Stated exercise: Copy each of the rows that follow word for word.

Rows from an object pointing dataset
_ _ _ _
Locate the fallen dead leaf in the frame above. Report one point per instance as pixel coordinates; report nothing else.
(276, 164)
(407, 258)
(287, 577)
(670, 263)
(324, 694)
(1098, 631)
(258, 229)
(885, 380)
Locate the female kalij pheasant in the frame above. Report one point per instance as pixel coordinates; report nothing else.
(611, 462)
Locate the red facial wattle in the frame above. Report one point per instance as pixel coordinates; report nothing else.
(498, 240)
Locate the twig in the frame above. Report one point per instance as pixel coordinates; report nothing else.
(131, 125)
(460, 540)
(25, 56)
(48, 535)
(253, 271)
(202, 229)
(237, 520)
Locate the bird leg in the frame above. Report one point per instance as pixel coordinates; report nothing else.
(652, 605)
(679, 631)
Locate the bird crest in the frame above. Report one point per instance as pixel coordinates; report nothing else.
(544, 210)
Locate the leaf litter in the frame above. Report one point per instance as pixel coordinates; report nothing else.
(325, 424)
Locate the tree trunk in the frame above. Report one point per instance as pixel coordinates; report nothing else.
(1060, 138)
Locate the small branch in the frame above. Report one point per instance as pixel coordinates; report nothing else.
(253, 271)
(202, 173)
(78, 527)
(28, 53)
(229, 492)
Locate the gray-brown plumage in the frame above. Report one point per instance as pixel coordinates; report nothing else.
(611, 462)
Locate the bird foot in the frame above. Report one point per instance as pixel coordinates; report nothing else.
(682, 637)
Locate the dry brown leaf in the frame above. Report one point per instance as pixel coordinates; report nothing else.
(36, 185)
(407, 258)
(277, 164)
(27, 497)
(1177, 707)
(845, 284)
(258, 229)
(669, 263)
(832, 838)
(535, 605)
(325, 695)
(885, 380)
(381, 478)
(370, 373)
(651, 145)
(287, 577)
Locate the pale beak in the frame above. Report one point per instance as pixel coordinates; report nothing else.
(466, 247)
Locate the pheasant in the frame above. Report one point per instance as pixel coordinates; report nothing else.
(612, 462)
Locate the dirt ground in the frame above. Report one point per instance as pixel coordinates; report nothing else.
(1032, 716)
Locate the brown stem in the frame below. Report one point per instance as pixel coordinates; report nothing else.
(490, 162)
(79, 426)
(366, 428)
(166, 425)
_ _ _ _
Task result:
Locate the fallen dead leaf in the frame above. Report one point per instance as pixel coordinates; report nothing else.
(276, 164)
(407, 258)
(287, 577)
(670, 263)
(324, 694)
(1098, 631)
(258, 229)
(885, 380)
Locate the female kalij pheasant in the frame above. Report one point per instance as pixel coordinates; report nothing else.
(611, 462)
Locate the red facial wattle in the frame above. Report one point per instance as pixel coordinates; report nothing else.
(498, 240)
Locate the twig in the frame above. Report one point per instance as pixel coordinates; report nothing else.
(131, 125)
(460, 540)
(25, 56)
(48, 535)
(253, 271)
(202, 229)
(237, 520)
Locate the bird leg in the frame above. Report one point per instance as pixel coordinates; report nothing else.
(652, 605)
(679, 631)
Locate the bird crest in the frame above. Report one point per instance as pixel coordinates; report nothing else.
(544, 210)
Locate the leaf litter in the frame above. Report one point per instance as pixel coordinates; report nothing else.
(325, 424)
Locate the tree trunk in the frame above. Report one point per instance as pixel coordinates; report nothing else.
(1060, 138)
Locate the small branch in the frame above. Report one point per instance as pixel coordinates; report nothing else.
(253, 271)
(202, 173)
(78, 527)
(28, 53)
(229, 492)
Locate the gray-brown plumage in the frame above. Report one point per instance as pixel coordinates; report nothing else.
(611, 462)
Locate the bird foot in the frame above. Report one point per instance as pixel coordinates; report nothing else.
(682, 637)
Locate the dry brown leaf in the frame above. Report one point per instance as pixel coordinates; report nothing else.
(36, 185)
(407, 258)
(277, 164)
(27, 497)
(1177, 707)
(845, 284)
(258, 229)
(669, 263)
(832, 838)
(535, 605)
(325, 695)
(885, 380)
(381, 478)
(370, 373)
(651, 145)
(287, 577)
Locate the pale beak in the frame above. Report one point per instance as pixel coordinates; report nothing else.
(466, 247)
Locate the pheasant in the frame above. Report one point per instance as pixel coordinates; report nothing else.
(612, 462)
Locate the dirt ground in the frame above. Report one point per instance as pixel coordinates; report nothing else.
(1032, 716)
Locate the brown stem in the frame below. Report one point per instance as pixel coordinates; report nothing else.
(490, 162)
(79, 426)
(366, 428)
(166, 425)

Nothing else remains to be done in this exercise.